From the court opinion below, retype the passage starting at "California Court of" and ending at "for Defendant and Appellant.".

*** Opening of READING PASSAGE ***

California Court of Appeals, Second District, Second Division

May 2, 2017

THE PEOPLE, Plaintiff and Respondent,
v.
NICKOLAS ROA, Defendant and Appellant.

         APPEAL from a judgment of the Superior Court of Los Angeles County, No. ZM011271 James R. Dabney, Judge. Reversed.

          Rudy Kraft, under appointment by the Court of Appeal, for Defendant and Appellant.

          Kamala D. Harris, Attorney General, Gerald Engler, Chief Assistant Attorney General, Lance E. Winters, Assistant Attorney General, Margaret E. Maxwell and Douglas L. Wilson, Deputy Attorneys General, for Plaintiff and Respondent.

          CHAVEZ, J.

         Nickolas Roa (Roa) appeals from the judgment and order committing him indefinitely to the custody of the Department of State Hospitals after a jury found him to be a sexually violent predator (SVP) under the Sexually Violent Predators Act (SVPA) (Welf. & Inst. Code, § 6600 et seq.).[1] Roa contends the trial court committed prejudicial error and denied him his due process rights by allowing the expert witnesses to testify as to case-specific facts that constitute inadmissible hearsay under People v. Sanchez (2016) 63 Cal.4th 665 (Sanchez) and by admitting into evidence hearsay statements contained in documents that should have been redacted or excluded in their entirety.

*** Close of READING PASSAGE ***
*** Opening of STUDY MATERIAL ***

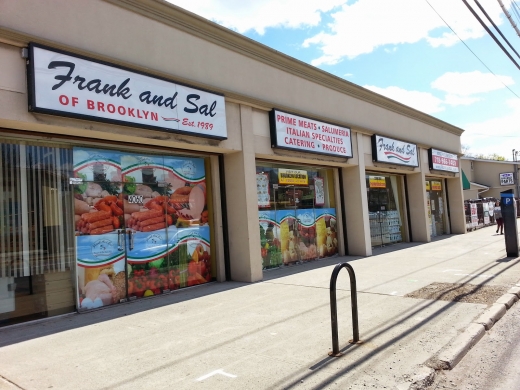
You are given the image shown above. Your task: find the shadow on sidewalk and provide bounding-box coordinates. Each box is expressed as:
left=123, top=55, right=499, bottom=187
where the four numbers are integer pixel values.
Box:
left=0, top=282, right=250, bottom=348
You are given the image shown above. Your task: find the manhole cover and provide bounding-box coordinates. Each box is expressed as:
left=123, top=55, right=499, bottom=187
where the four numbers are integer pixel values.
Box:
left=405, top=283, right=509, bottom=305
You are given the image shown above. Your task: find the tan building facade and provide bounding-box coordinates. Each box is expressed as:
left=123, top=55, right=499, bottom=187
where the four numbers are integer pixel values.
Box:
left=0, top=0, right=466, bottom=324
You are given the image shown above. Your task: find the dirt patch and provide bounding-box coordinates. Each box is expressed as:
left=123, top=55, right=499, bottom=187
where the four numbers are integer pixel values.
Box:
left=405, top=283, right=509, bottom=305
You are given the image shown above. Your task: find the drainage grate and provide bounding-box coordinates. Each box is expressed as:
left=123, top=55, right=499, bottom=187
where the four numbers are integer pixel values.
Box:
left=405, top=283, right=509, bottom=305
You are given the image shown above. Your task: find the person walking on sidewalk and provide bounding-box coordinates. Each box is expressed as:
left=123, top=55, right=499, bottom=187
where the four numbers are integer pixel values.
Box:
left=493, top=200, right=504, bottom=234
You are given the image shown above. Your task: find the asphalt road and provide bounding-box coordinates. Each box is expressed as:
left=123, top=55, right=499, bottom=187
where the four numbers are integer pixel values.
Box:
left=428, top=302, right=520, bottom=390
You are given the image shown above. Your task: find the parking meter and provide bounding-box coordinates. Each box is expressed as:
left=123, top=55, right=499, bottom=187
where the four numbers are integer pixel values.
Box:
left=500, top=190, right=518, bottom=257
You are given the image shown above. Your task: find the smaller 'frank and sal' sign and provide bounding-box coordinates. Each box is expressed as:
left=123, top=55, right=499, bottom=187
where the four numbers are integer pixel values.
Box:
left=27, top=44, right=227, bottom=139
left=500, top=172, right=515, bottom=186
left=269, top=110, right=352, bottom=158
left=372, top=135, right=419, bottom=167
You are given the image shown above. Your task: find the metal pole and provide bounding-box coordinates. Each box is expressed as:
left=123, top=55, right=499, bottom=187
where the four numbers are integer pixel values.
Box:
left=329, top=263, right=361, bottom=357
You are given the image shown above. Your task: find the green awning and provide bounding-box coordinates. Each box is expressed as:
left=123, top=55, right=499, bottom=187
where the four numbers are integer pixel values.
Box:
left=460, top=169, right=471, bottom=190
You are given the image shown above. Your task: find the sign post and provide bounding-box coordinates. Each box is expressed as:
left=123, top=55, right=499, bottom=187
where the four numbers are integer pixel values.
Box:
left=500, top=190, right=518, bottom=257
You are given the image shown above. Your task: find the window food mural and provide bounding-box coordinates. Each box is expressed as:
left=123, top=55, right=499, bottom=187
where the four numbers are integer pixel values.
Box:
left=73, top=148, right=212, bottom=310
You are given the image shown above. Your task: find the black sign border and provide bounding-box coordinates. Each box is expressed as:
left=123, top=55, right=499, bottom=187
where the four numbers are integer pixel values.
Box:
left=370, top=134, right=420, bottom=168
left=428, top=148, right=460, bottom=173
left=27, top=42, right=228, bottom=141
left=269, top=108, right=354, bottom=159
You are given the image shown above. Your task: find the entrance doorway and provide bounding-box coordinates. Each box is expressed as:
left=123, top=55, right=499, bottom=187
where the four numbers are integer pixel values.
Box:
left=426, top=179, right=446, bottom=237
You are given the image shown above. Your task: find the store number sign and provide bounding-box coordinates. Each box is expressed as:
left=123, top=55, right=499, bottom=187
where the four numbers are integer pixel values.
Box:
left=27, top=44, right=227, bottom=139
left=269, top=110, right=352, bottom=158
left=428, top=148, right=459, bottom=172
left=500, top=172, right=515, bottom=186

*** Close of STUDY MATERIAL ***

> **TASK RESPONSE**
California Court of Appeals, Second District, Second Division

May 2, 2017

THE PEOPLE, Plaintiff and Respondent,
v.
NICKOLAS ROA, Defendant and Appellant.

         APPEAL from a judgment of the Superior Court of Los Angeles County, No. ZM011271 James R. Dabney, Judge. Reversed.

          Rudy Kraft, under appointment by the Court of Appeal, for Defendant and Appellant.